─── Text for analysis
In our study, a lower perceived workload resulted in higher decision confidence. This is in line with another study showing a negative correlation between perceived workload and self-rated confidence [16]. However, a common finding in confidence research is the hard-easy effect [30,31]. The effect describes the phenomenon that subjects display greater confidence but lower performance on more complex questions (higher workload) than on easy questions. Despite contradicting our results, whether this effect exists or is due to uncontrolled bias is a subject for further research [30,31]. Another point to consider concerning workload and decision confidence is clear over- or under-challenge. For example, students tend to become inattentive out of boredom during an under-challenging class, whereas a fast-paced, complex lecture can lead to a lack of comprehension. Both can cause poorer performance and probably lower confidence [32].

We found that the user-centered design of medical diagnostic equipment enhanced the decision confidence of anesthesia providers. Such design features incorporate and take into account human cognitive limitations and should simplify and visualize the structure of the tasks so that actions are intuitive at all times. Additionally, it should establish the proper mappings between required actions and intended outcomes [25]. In other words, the goal is to design a system that transmits needed information to the operator as quickly as possible and without undue cognitive effort. In terms of medical devices, this ideally leads to a quick understanding of the situation followed by faster diagnosis and treatment of the patient. Therefore, it is logical that a user-centered design also results in higher decision confidence and lower perceived workload. For this reason, we advocate the increased introduction of medical tools with user-centered designs into everyday medical practice to support healthcare providers in making the right decisions and ensuring optimal patient care.

The online survey showed that participating anesthesiologists agreed that task performance and perceived workload affects decision confidence. Furthermore, the participants rejected gender as an influencing variable. These findings are consistent with the pooled-data analysis. Interestingly, many anesthesiologists stated that work experience, job, and even workplace influence decision-making behavior. This contradicts the results from the pooled-data analysis, which revealed no correlation between the variables mentioned and decision confidence, offering grounds for further research.
──────
─── Record excerpts
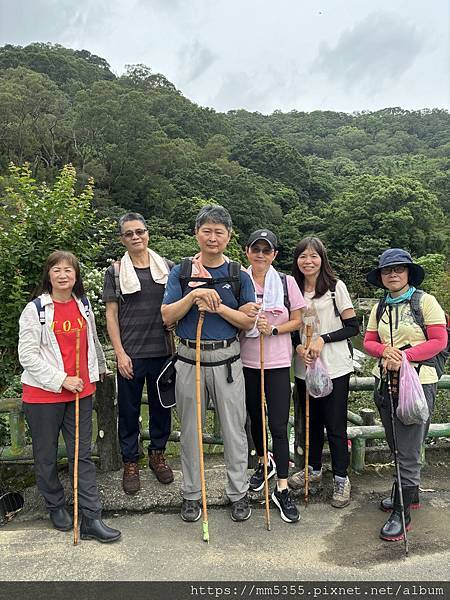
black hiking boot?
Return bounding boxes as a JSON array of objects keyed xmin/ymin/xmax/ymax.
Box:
[
  {"xmin": 379, "ymin": 482, "xmax": 422, "ymax": 512},
  {"xmin": 380, "ymin": 485, "xmax": 417, "ymax": 542},
  {"xmin": 249, "ymin": 456, "xmax": 276, "ymax": 492},
  {"xmin": 272, "ymin": 487, "xmax": 300, "ymax": 523}
]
──────
■ Task 1:
Please say whether each statement below agrees with the text on decision confidence among anesthesia providers. Answer yes or no for each, and quote the words of the text that decide it.
(a) In the study, lower perceived workload went with higher decision confidence.
(b) The surveyed anesthesiologists held that gender influences decision confidence.
(c) The pooled-data analysis found a correlation between work experience and decision confidence.
■ Task 2: Carry on the text on decision confidence among anesthesia providers with the passage that would come after its last sentence.

■ Answer section 1:
(a) Yes: "In our study, a lower perceived workload resulted in higher decision confidence."
(b) No: "Furthermore, the participants rejected gender as an influencing variable."
(c) No: "This contradicts the results from the pooled-data analysis, which revealed no correlation between the variables mentioned and decision confidence"

■ Answer section 2:
Strength and Limitations

This study has limitations. Data collection occurred in a protected study environment. Solving tasks on a computer or in a high-fidelity simulation differs from diagnosing and treating actual patients, in which wrong decisions potentially can cause harm. It is possible that participants were less reflective of their self-rated decision confidence and workload levels. In addition, all participants were recruited in large tertiary hospitals in Europe and South America. These results may differ elsewhere in the world under different working and socio-cultural circumstances. Nevertheless, we consider the multicenter approach a strength of our study. Another strength is that we chose a mixed-methods study design. We evaluated a large quantitative data pool and followed up with a qualitative survey. Such an approach is often more powerful than quantitative data alone for complex human-factor questions [33]. Further strengths of the pooled-data analysis are the similar study protocols, the consistent recording of identical variables, and the fact that all studies analyzed were initiated by the same study team. Therefore, the studies are readily comparable, a prerequisite for merging study data into a pooled data set [34].

5. Conclusions

Better task performance, lower workload, and user-centered design in medical diagnostic equipment enhanced the decision confidence of anesthesia providers. Other factors, such as gender, job, professional experience, or study center, do not affect decision confidence. These results contribute to a deeper understanding of decision making and highlight its importance in the medical field. Furthermore, they pave the way for the further implementation of user-centered designs in medical devices.